Start of Data shown
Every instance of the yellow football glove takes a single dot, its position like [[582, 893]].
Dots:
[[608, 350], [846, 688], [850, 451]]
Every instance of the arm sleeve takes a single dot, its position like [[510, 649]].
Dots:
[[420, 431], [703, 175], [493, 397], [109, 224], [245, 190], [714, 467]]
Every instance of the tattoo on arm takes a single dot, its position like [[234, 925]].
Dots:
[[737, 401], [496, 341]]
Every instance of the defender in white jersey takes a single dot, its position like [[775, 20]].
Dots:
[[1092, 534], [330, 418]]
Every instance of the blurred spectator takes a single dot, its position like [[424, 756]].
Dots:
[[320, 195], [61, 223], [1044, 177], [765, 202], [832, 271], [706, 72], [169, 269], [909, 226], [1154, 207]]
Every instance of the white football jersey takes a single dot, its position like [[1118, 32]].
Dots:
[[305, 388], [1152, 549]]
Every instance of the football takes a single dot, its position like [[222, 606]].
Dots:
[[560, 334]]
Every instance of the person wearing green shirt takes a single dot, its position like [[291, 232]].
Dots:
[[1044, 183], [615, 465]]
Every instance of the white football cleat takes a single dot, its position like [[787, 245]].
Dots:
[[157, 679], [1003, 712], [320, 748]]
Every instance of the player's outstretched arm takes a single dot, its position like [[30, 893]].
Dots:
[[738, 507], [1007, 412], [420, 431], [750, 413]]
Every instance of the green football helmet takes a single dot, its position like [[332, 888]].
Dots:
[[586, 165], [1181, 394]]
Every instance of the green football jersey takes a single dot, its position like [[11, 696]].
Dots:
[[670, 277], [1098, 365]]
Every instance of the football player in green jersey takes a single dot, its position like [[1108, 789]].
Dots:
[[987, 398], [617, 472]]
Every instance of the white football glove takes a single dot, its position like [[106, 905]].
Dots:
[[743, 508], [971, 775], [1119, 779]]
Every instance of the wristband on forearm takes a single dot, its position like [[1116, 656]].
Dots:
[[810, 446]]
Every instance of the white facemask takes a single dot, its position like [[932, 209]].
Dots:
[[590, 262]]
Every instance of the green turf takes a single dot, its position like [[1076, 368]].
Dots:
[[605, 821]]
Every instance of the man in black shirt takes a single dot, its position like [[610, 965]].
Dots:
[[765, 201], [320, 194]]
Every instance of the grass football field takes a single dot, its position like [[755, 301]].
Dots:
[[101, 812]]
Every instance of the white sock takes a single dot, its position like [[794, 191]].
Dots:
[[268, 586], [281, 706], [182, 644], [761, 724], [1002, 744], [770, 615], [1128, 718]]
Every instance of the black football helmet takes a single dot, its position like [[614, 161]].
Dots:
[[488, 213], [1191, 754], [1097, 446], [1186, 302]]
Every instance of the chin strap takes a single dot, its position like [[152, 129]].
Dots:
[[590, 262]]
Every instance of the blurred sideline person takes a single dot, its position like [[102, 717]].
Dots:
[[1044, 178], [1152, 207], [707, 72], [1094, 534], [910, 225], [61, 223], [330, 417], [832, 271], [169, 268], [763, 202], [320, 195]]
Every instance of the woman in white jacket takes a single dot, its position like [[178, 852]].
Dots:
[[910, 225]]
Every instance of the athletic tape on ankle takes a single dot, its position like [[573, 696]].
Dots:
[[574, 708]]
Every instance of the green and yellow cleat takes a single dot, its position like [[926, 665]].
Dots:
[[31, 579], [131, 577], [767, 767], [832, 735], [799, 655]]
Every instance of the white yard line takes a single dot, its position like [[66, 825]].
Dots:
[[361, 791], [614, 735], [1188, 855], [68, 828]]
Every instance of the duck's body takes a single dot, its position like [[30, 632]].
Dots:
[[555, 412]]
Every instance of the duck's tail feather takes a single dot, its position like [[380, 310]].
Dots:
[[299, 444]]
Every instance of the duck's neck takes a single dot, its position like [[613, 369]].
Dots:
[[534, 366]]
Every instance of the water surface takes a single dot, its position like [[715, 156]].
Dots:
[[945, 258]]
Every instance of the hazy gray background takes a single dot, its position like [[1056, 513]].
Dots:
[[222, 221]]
End of Data shown
▶ [What the exercise asks]
Convert the records between the lines holding "Every instance of the duck's body" and "[[534, 366]]", inclusive, into a two-column CSV with the header text,dots. Give one row per record, with its text and its dots each in a single quoted field and any line breaks replaced by spaces.

▶ [Solved problem]
text,dots
"Every instance of the duck's body takes a single dot, its position like [[30, 632]]. Dots:","[[555, 412]]"
"Every instance of the duck's tail feather takes a single dot, its position like [[380, 310]]. Dots:","[[299, 444]]"
"Every instance of the duck's neck takes a single dot, its position like [[613, 369]]. Dots:","[[534, 366]]"